> **Task material**:
* * *

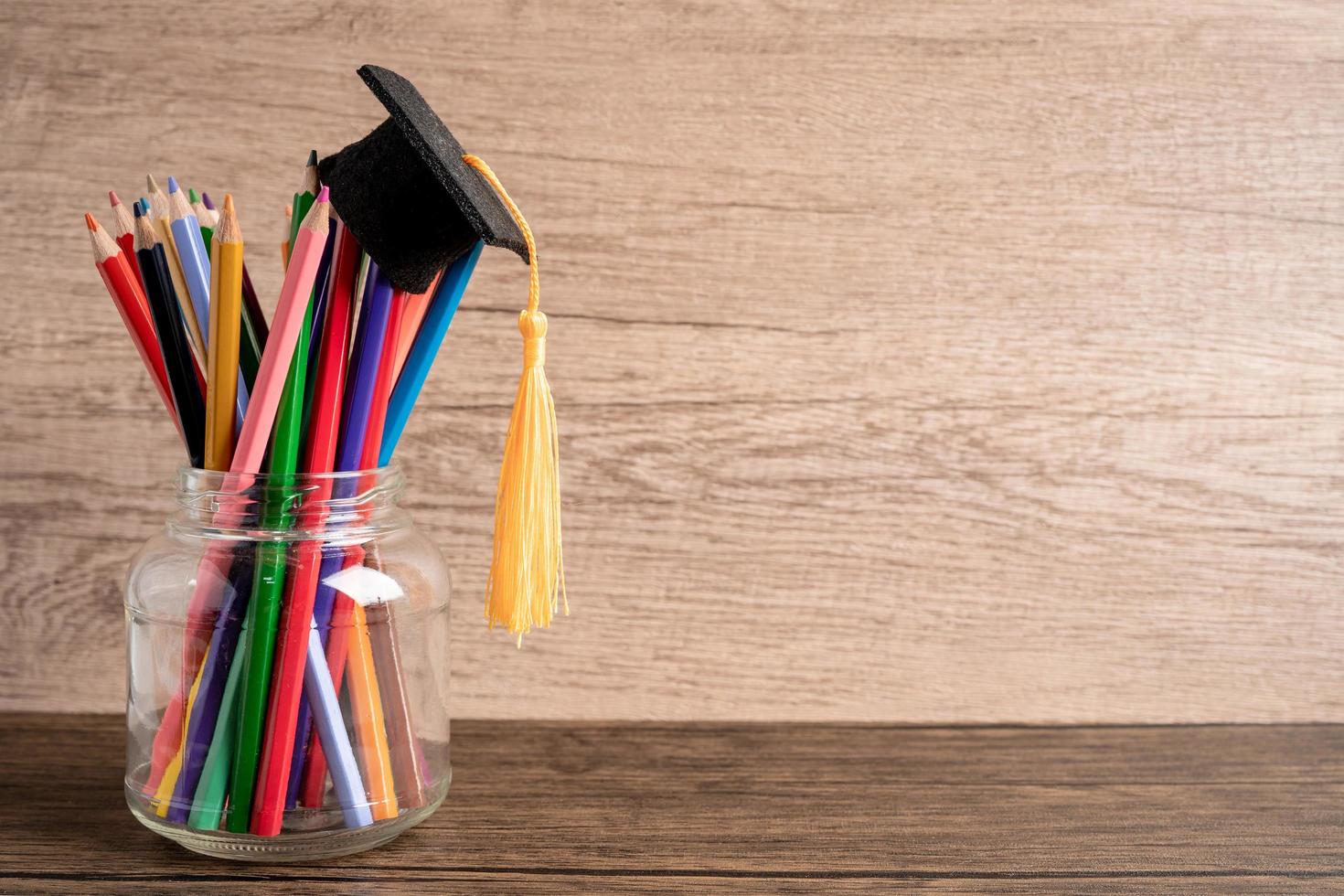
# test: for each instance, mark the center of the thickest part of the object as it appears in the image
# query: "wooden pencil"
(171, 334)
(334, 609)
(253, 338)
(225, 324)
(283, 715)
(191, 255)
(425, 347)
(249, 452)
(268, 581)
(283, 243)
(417, 305)
(159, 217)
(123, 231)
(126, 294)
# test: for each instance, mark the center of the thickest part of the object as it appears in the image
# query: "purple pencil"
(365, 355)
(205, 712)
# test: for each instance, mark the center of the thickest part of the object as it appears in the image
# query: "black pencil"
(171, 331)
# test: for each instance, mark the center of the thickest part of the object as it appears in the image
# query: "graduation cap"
(408, 197)
(415, 203)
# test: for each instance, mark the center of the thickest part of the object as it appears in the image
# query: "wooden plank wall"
(917, 361)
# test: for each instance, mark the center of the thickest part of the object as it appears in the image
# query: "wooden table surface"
(554, 807)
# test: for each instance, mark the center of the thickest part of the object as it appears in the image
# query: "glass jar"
(288, 667)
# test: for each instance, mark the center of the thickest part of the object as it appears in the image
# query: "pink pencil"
(248, 460)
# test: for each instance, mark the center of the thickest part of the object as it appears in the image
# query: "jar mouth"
(286, 506)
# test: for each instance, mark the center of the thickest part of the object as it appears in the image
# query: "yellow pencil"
(159, 217)
(366, 706)
(226, 301)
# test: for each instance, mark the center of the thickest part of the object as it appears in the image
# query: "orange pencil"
(129, 298)
(415, 308)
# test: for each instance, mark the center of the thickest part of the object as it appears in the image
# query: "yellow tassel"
(527, 569)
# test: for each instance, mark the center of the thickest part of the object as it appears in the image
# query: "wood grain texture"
(918, 361)
(560, 807)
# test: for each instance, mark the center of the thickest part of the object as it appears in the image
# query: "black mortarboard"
(408, 197)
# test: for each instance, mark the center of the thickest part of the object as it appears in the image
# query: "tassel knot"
(532, 325)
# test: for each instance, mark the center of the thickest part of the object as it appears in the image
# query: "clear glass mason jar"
(288, 667)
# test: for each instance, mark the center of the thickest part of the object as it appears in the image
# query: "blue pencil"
(425, 348)
(195, 272)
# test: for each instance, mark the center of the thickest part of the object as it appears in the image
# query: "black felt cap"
(408, 197)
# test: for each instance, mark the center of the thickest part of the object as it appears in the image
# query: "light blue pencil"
(418, 360)
(335, 739)
(195, 271)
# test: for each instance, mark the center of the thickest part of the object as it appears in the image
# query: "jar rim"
(286, 504)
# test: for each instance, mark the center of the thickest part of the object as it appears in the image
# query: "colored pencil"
(269, 579)
(402, 741)
(319, 316)
(123, 231)
(322, 693)
(208, 222)
(254, 321)
(225, 325)
(297, 610)
(366, 706)
(129, 298)
(371, 721)
(249, 453)
(283, 243)
(417, 305)
(191, 255)
(208, 695)
(195, 266)
(332, 612)
(159, 215)
(208, 804)
(171, 334)
(425, 348)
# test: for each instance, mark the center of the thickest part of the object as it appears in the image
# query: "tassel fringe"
(527, 569)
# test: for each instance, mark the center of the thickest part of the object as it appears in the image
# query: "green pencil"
(208, 804)
(268, 587)
(269, 579)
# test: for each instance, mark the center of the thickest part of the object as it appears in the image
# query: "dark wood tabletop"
(555, 807)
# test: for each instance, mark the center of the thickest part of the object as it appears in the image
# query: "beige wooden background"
(915, 360)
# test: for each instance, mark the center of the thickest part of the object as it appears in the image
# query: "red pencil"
(297, 609)
(343, 612)
(129, 298)
(385, 382)
(415, 308)
(123, 229)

* * *

> **Work instructions**: Reproduce every line of the material above, but drop the pictures.

> **Task output**:
# test: for each instance, mark the center of the thickest part of the object as it appears in the image
# query: "wooden pencil"
(171, 334)
(334, 609)
(253, 338)
(225, 324)
(283, 715)
(191, 255)
(425, 347)
(249, 452)
(268, 581)
(283, 243)
(417, 305)
(159, 217)
(123, 231)
(126, 294)
# test: for each instance, mark the center of the thickest part of the object as it appears in the image
# query: "purple pencil"
(365, 355)
(205, 712)
# test: for each instance, mark the center of the thickest part of the object as it appears in the image
# query: "black pencil"
(171, 331)
# test: for each instance, mark the center of the thickest part of the object as it appears in the image
# query: "graduation cap"
(408, 197)
(415, 203)
# test: for each instance, mark the center of the thickest part of the object as it appears in the image
# query: "wooden plank wall"
(917, 361)
# test: for each instance, mark the center of the thickest part of the object as it appears in the image
# query: "wooden table surface"
(554, 807)
# test: for each instance, mark the center of the thickest part of the object as it appears in the image
# query: "glass jar"
(288, 667)
# test: for each instance, mark the center of the thickest part of the object as it appears in the image
# query: "pink pencil"
(248, 460)
# test: for each instance, mark the center of the thickest part of the object as it appears in the image
# query: "jar mouth"
(286, 506)
# test: for each instance, mark the center of the thickest part of the object as it appears in the image
# query: "yellow pencil"
(159, 217)
(366, 706)
(226, 301)
# test: for each instance, mark the center of the thickest part of the object as it appears in the image
# query: "orange pencil"
(129, 298)
(415, 308)
# test: for each instance, mark the center of the thickest part of the object as it appears in the image
# query: "yellow tassel"
(527, 569)
# test: for each instance, mark the center of the thickest part of the object as it appears in the image
# query: "wood grain texture"
(918, 361)
(560, 807)
# test: for each instance, mark the center of the thickest part of the object as it appears in the image
# query: "black mortarboard"
(408, 197)
# test: for each instance, mark the center of the thickest part of the object as it appears in the image
# query: "tassel knot"
(532, 325)
# test: for each instance, mark the center of the thickest part of the object as it appears in the image
# query: "clear glass mason jar"
(288, 667)
# test: for each instance, mark the center of the thickest part of the object as it appears in the image
# query: "blue pencil"
(425, 348)
(195, 272)
# test: for each instance, mark the center of the thickest part of the object as it appears in the image
# query: "black felt cap"
(408, 197)
# test: for each instance, mark the center of the thickest part of the object as it appears in the image
# query: "light blue pencil"
(418, 360)
(335, 739)
(195, 271)
# test: for each instance, mark the center of the thickest part of the object as it appears in the image
# query: "jar rim"
(286, 504)
# test: for each instance, mark the center of the thickest part of the object as it appears in the image
# query: "colored pencil"
(269, 579)
(402, 741)
(319, 316)
(123, 231)
(322, 693)
(208, 222)
(254, 321)
(225, 325)
(297, 610)
(366, 706)
(129, 298)
(371, 721)
(249, 453)
(283, 243)
(417, 305)
(191, 255)
(208, 695)
(195, 266)
(332, 612)
(159, 215)
(208, 804)
(171, 334)
(425, 348)
# test: for each instance, mark the center of the thickest part of the object as it appears in the image
# query: "tassel fringe"
(527, 569)
# test: for each instance, mark the center of the thickest part of the object as it appears in the image
# query: "green pencil"
(208, 804)
(268, 587)
(269, 579)
# test: for each instance, mark the center of the thickest part of the object as it appears in the image
# query: "dark wood tabletop"
(555, 807)
# test: for each instance, mark the center of the thickest part of the object as it appears in the image
# query: "beige wooden background"
(915, 360)
# test: for each instance, mark the center of the thickest part of the object as it appears in the image
# query: "red pencil"
(297, 609)
(343, 612)
(129, 298)
(385, 382)
(415, 308)
(123, 229)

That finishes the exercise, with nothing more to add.